Work item
Go line by line through the records below. Copy whichever lines contain the string "logo".

Extracted data entries:
+ + +

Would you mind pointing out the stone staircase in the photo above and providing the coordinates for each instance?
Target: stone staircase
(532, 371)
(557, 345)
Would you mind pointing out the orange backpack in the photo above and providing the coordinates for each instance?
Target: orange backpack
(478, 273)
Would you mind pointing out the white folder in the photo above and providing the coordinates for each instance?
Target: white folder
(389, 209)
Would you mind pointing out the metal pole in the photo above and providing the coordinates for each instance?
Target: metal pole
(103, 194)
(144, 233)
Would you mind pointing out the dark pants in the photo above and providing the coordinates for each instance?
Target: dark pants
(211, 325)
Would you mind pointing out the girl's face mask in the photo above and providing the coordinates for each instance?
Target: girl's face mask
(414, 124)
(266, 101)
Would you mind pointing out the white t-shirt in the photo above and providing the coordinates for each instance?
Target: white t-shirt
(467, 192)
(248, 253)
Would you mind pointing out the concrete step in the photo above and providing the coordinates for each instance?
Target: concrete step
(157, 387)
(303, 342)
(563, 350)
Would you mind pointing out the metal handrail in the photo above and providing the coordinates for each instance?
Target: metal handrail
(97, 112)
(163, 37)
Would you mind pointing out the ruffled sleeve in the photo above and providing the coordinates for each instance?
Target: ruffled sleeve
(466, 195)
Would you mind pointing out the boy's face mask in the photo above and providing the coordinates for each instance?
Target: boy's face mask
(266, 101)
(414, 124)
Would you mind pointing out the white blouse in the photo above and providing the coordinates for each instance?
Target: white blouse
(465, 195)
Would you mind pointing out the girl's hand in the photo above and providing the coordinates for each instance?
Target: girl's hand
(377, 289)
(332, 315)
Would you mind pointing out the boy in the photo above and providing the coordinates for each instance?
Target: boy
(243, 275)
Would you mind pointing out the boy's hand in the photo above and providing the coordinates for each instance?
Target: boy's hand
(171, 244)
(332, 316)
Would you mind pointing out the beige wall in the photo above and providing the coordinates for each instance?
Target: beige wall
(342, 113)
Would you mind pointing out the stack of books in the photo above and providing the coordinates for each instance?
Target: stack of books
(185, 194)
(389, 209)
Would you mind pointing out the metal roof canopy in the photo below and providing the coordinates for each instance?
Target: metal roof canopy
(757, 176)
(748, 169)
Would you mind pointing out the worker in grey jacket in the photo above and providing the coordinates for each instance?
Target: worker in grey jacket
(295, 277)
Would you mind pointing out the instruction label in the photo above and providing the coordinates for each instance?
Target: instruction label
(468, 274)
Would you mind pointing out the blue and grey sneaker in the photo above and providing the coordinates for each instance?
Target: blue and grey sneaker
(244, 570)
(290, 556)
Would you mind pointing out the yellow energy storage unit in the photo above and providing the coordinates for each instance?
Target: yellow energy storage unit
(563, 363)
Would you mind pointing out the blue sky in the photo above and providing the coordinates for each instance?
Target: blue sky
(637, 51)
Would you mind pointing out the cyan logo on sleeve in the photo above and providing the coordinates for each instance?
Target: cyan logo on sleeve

+ + +

Written answer
Would you mind pointing out the cyan logo on sleeve in the photo above and providing the coordinates for each instance?
Target: cyan logo on sleeve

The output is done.